2018-05-23 Thread Jan Kiszka
On 2018-05-23 07:25, C Smith wrote:
> I'm not familiar with the chaining of shared interrupts in the RTDM
> architecture. I think the EOI should somehow be done in the very last
> invocation of rt_16550_interrupt() by the last peripheral needing service.
> 

Just like under Linux, the driver does not have to worry about that
details. Xenomai will EOI the IRQ when needed. The driver handler just
need to tell if a particular invocation was (also) triggered by the
device it drives.

> 
> I read this from an old interrupt handler:
> (assuming IBM PC (Intel) architecture)
> An interrupt handler issues an EOI by writing the value 0x20 to the PIC at
> address 0x20. If the interrupt was number 8-15, do the same thing again,
> write 0x20 to address 0x20.
> 
> So perhaps something like this at the end of rt_16550_interrupt() ?

Data segment —
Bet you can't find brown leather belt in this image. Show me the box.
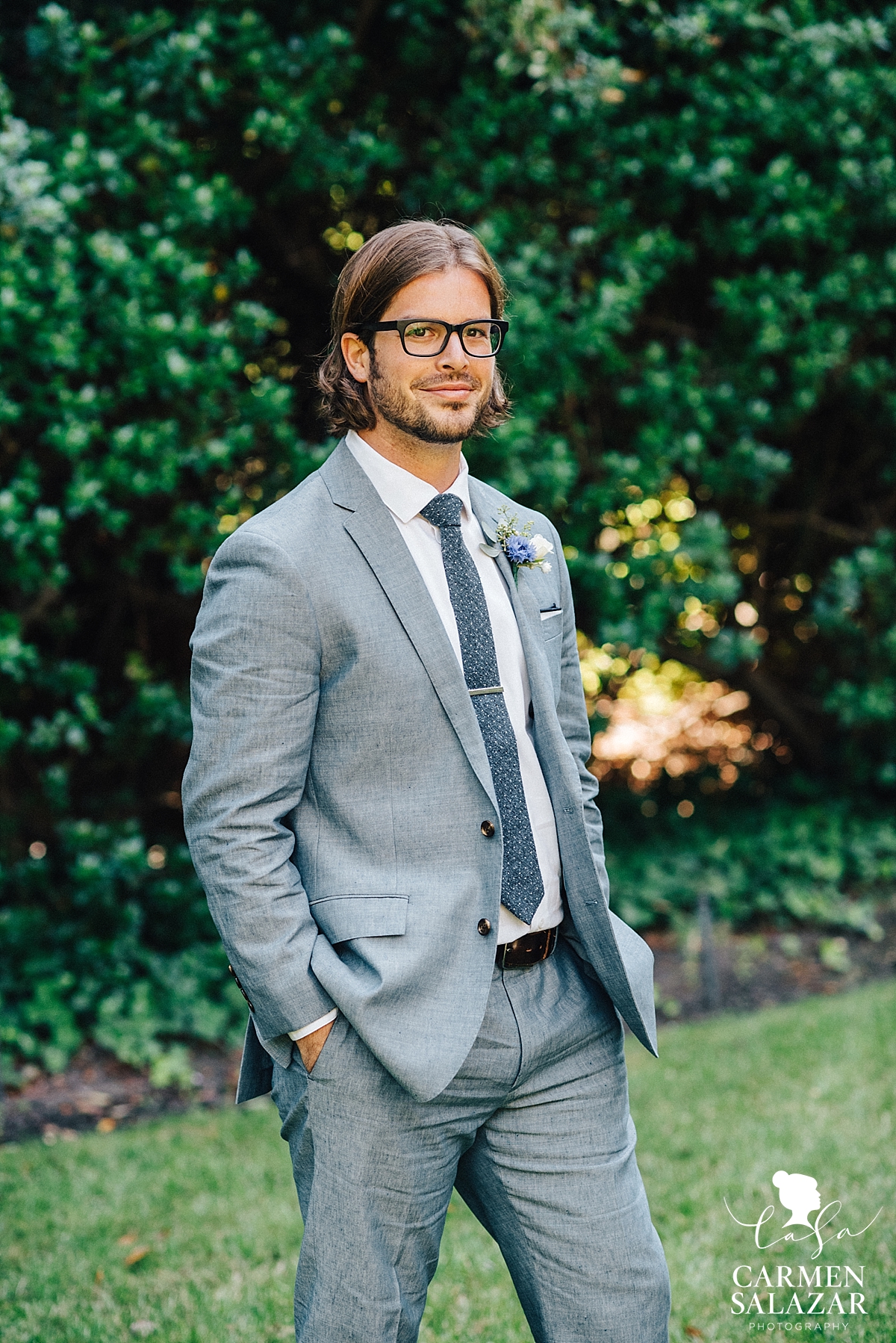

What is being asked — Write what comes next in the mailing-list exchange about EOI handling for shared interrupts, picking up after its last sentence. The lines have no role here.

Answer to the task —
> 
> if (ctx->irq_handle.irq <= 7)/* non-specific EOI to 8259 */
>   rt_16550_reg_out(mode, 0, 0x20, 0x20);
> if (ctx->irq_handle.irq <= 15)  /* extra EOI for upper ISA IRQs */
>   rt_16550_reg_out(mode, 0, 0x20, 0x20);
> 
> But again I don't know if that will work with shared interrupts. Surely
> RTDM implements some "master" handler which is already doing an EOI?
> Remember lower interrupts like IRQ 5 work fine with the xeno_16550A driver

As noted in the other thread, IRQ 5 is most probably wrong. Check what
Linux uses when you attach the device to a normal Linux driver.

Jan

> unless another port is sharing the same IRQ.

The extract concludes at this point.